Selection –

Re: [VOTE] KIP-159: Introducing Rich functions to Streams

Guozhang Wang Thu, 09 Nov 2017 16:07:19 -0800

Hello Jan,

Regarding your question about caching: today we keep the record context
with the cached entry already so when we flush the cache which may generate
new records forwarding we will set the record context appropriately; and
then after the flush is completed we will reset the context to the record
before the flush happens. But I think when Jeyhun did the PR it is a good
time to double check on such stages to make sure we are not introducing any
regressions.



Guozhang


On Mon, Nov 6, 2017 at 8:54 PM, Jan Filipiak <jan.filip...@trivago.com>
wrote:

> I Aggree completely.
>
> Exposing this information in a place where it has no _natural_ belonging
> might really be a bad blocker in the long run.
>
> Concerning your first point. I would argue its not to hard to have a user
> keep track of these. If we still don't want the user
> to keep track of these I would argue that all > projection only <
> transformations on a Source-backed KTable/KStream
> could also return a Ktable/KStream instance of the type we return from the
> topology builder.

Tasks to complete –
**1)** Reproduce the stretch of the mailing list message from "Re: [VOTE] KIP-159: Introducing" through "regressions.".
**2)** Give only the stretch of the records from the line containing "for the rudbeckia" through the line containing "[[36, 27, 380, 367], [0, 0, 28, 95]]", requests included. Multiply every bounding-box coordinate in the answers by 1.7 and round it to a whole number, with halves rounded up.
The mailing list message and the records that follow it are unrelated to each other.

Data for the task –
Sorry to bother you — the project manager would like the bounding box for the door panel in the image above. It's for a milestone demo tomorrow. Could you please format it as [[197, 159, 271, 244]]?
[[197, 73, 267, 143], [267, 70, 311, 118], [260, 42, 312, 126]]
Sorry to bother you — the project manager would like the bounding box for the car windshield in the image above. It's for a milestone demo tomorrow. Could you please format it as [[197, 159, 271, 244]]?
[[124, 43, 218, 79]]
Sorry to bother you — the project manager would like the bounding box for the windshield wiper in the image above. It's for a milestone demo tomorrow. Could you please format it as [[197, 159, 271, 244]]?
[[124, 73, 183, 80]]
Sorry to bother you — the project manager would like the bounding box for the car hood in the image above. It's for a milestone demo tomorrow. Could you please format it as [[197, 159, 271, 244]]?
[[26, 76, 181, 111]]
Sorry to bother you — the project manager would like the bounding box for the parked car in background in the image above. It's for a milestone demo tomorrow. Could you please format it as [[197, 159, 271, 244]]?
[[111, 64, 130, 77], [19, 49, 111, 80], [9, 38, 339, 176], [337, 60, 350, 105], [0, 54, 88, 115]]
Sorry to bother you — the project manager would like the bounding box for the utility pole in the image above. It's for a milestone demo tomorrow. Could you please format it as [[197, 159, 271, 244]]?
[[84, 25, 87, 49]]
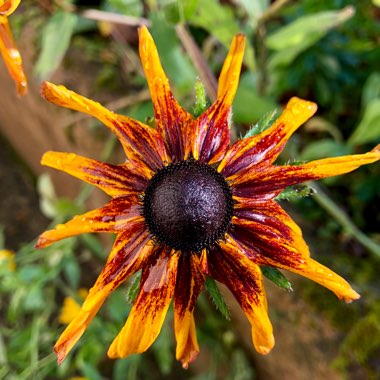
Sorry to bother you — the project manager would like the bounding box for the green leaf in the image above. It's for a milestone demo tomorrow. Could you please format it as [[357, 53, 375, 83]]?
[[126, 272, 141, 305], [35, 11, 78, 80], [299, 139, 352, 161], [244, 109, 277, 139], [193, 79, 207, 117], [236, 0, 269, 28], [275, 185, 314, 202], [260, 265, 293, 292], [362, 72, 380, 108], [348, 98, 380, 145], [232, 72, 276, 124], [266, 6, 355, 68], [205, 277, 230, 320], [189, 0, 255, 71]]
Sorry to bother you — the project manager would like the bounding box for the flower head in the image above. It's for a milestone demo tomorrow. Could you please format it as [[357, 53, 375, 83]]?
[[37, 27, 380, 367], [0, 0, 28, 95]]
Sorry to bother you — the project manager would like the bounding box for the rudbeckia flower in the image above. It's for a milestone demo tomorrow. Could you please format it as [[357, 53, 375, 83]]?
[[36, 27, 380, 367], [0, 0, 28, 95]]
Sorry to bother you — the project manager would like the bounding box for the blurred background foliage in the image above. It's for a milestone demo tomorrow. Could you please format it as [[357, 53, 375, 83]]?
[[0, 0, 380, 380]]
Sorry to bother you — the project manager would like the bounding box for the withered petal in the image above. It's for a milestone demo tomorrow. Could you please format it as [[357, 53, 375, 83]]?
[[54, 226, 154, 364], [234, 145, 380, 194], [190, 34, 245, 164], [0, 14, 28, 96], [218, 97, 317, 181], [36, 195, 144, 248], [139, 26, 193, 161], [41, 82, 169, 174], [41, 152, 148, 197], [108, 247, 179, 358], [208, 236, 274, 355], [174, 255, 205, 368]]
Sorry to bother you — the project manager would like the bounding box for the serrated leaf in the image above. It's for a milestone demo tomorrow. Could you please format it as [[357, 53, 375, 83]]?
[[126, 272, 141, 305], [260, 265, 293, 292], [232, 71, 276, 124], [275, 185, 314, 202], [193, 79, 207, 117], [244, 109, 277, 139], [35, 11, 78, 80], [205, 277, 230, 320], [189, 0, 255, 71]]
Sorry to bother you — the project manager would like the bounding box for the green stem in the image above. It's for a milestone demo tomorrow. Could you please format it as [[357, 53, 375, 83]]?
[[310, 182, 380, 258]]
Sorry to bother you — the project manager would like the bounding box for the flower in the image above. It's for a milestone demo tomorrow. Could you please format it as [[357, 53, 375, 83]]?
[[36, 27, 380, 367], [0, 0, 28, 95], [0, 249, 16, 272]]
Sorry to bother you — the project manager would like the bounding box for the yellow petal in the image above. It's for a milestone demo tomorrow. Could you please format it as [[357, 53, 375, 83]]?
[[0, 16, 28, 96], [54, 232, 153, 364], [218, 97, 317, 180], [208, 236, 274, 355], [41, 152, 148, 197], [139, 26, 193, 160], [108, 248, 178, 358], [0, 0, 21, 16]]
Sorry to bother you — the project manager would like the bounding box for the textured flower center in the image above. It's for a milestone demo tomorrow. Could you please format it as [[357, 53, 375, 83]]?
[[143, 160, 233, 252]]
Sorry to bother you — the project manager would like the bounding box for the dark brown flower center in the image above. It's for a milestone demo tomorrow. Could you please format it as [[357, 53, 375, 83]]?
[[143, 160, 233, 252]]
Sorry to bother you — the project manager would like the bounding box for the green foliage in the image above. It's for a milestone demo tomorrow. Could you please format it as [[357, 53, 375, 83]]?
[[35, 12, 77, 80], [260, 265, 293, 291], [205, 277, 230, 320]]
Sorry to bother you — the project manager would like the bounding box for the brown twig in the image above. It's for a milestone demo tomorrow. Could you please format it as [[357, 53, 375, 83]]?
[[81, 9, 150, 26]]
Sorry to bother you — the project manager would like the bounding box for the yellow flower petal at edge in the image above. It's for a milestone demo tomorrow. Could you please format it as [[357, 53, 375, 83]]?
[[35, 24, 380, 368], [0, 0, 28, 96]]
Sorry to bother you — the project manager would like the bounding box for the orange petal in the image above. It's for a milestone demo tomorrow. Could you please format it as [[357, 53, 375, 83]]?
[[174, 312, 199, 369], [0, 0, 21, 16], [234, 145, 380, 194], [233, 219, 359, 302], [233, 201, 310, 257], [41, 82, 169, 175], [218, 97, 317, 180], [41, 152, 147, 197], [208, 236, 274, 355], [108, 248, 179, 358], [174, 255, 205, 368], [139, 26, 193, 160], [36, 196, 144, 248], [218, 34, 245, 105], [54, 224, 153, 364], [0, 15, 28, 96], [191, 34, 245, 164]]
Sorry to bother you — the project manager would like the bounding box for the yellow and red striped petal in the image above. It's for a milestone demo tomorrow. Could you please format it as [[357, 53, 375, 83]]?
[[232, 219, 360, 302], [233, 145, 380, 194], [54, 223, 154, 364], [41, 152, 148, 197], [108, 248, 179, 358], [218, 97, 317, 180], [139, 26, 193, 161], [41, 82, 169, 176], [0, 0, 21, 16], [174, 255, 205, 368], [36, 196, 144, 248], [0, 15, 28, 96], [191, 34, 245, 164], [208, 236, 274, 355], [232, 201, 310, 257]]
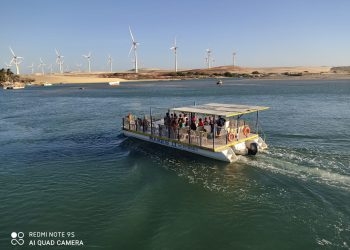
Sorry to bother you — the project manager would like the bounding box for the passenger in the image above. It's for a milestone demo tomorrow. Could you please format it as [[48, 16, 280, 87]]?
[[191, 117, 197, 130], [185, 117, 190, 127], [178, 114, 185, 128], [204, 117, 209, 126], [209, 116, 214, 133], [170, 114, 179, 138], [164, 112, 170, 127], [198, 118, 204, 127], [216, 115, 226, 135], [142, 116, 149, 132]]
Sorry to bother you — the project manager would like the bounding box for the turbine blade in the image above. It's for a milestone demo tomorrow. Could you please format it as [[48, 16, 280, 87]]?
[[129, 45, 134, 56]]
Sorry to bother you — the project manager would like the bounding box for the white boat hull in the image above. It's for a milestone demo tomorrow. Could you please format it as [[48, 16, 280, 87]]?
[[123, 130, 266, 162], [108, 82, 120, 86]]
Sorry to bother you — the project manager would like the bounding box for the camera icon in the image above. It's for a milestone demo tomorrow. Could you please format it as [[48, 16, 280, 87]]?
[[11, 232, 24, 246]]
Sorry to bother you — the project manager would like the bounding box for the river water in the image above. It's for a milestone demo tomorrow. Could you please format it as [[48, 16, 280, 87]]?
[[0, 79, 350, 249]]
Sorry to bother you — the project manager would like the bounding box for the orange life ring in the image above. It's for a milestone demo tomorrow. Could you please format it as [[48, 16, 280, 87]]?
[[243, 126, 250, 136], [228, 133, 236, 142]]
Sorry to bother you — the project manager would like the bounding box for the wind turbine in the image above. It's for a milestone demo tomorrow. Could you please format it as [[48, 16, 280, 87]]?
[[83, 52, 91, 73], [28, 63, 34, 75], [107, 55, 113, 72], [170, 37, 178, 72], [38, 58, 46, 75], [205, 49, 212, 69], [232, 52, 236, 68], [5, 62, 12, 69], [10, 47, 23, 75], [47, 63, 52, 74], [55, 49, 64, 74], [129, 26, 140, 73], [77, 64, 81, 72]]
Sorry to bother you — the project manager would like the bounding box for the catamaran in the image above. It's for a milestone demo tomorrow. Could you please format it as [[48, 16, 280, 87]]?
[[122, 103, 268, 162]]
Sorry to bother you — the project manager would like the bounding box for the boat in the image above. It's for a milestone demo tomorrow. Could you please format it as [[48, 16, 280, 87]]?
[[108, 82, 120, 86], [2, 82, 25, 89], [3, 85, 25, 89], [122, 103, 269, 162]]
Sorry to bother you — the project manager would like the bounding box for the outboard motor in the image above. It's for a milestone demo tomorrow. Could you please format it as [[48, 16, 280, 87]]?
[[248, 142, 258, 155]]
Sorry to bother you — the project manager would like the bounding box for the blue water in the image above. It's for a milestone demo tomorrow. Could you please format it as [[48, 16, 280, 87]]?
[[0, 79, 350, 249]]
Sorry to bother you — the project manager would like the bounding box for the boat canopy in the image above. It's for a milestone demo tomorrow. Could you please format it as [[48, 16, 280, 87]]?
[[171, 103, 268, 117]]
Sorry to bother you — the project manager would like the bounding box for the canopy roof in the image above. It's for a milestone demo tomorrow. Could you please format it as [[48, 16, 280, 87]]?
[[171, 103, 268, 117]]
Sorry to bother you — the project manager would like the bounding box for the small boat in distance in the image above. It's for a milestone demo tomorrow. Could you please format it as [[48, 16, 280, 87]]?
[[108, 82, 120, 86], [122, 103, 268, 162], [2, 82, 25, 89]]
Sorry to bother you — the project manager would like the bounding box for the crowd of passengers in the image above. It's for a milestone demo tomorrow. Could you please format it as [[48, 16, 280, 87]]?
[[164, 113, 226, 134]]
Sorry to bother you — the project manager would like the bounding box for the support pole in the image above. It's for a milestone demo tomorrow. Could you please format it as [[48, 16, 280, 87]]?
[[213, 115, 216, 150]]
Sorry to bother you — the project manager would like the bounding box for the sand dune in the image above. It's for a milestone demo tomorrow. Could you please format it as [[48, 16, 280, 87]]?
[[24, 66, 350, 84], [27, 73, 126, 84]]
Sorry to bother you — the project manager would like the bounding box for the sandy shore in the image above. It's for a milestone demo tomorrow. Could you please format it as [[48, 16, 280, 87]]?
[[24, 66, 350, 84], [26, 73, 127, 84]]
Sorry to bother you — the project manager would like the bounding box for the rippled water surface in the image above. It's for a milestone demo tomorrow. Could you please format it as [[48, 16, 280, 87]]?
[[0, 80, 350, 249]]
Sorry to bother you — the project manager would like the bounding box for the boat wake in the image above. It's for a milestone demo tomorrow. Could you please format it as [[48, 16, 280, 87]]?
[[127, 140, 350, 193], [246, 148, 350, 190]]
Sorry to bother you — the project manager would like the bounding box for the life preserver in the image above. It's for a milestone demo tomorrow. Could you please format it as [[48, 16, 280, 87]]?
[[243, 126, 250, 136], [227, 133, 236, 142]]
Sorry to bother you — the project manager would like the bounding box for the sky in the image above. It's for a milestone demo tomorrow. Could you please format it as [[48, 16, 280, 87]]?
[[0, 0, 350, 73]]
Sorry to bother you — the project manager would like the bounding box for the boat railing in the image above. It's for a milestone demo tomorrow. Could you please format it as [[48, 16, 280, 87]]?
[[123, 115, 255, 150]]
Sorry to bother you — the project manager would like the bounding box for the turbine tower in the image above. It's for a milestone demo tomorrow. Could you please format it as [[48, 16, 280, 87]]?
[[47, 63, 52, 75], [232, 52, 236, 68], [5, 62, 12, 69], [107, 55, 113, 72], [38, 58, 46, 75], [129, 26, 140, 73], [205, 49, 212, 69], [55, 49, 64, 74], [83, 52, 91, 73], [170, 37, 179, 72], [28, 63, 34, 75], [10, 47, 23, 75], [77, 64, 81, 72]]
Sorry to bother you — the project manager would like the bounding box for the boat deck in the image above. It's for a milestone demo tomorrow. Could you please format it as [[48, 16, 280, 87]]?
[[123, 122, 258, 152]]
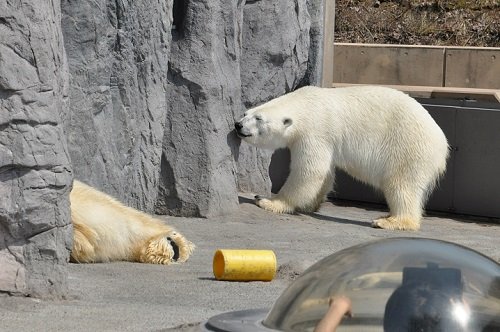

Completed exercise –
**1)**
Re: [VOTE] KIP-159: Introducing Rich functions to Streams

Guozhang Wang Thu, 09 Nov 2017 16:07:19 -0800

Hello Jan,

Regarding your question about caching: today we keep the record context
with the cached entry already so when we flush the cache which may generate
new records forwarding we will set the record context appropriately; and
then after the flush is completed we will reset the context to the record
before the flush happens. But I think when Jeyhun did the PR it is a good
time to double check on such stages to make sure we are not introducing any
regressions.

**2)**
Sorry to bother you — the project manager would like the bounding box for the rudbeckia flower in the image above. It's for a milestone demo tomorrow. Could you please format it as [[357, 53, 375, 83]]?
[[61, 46, 646, 624], [0, 0, 48, 162]]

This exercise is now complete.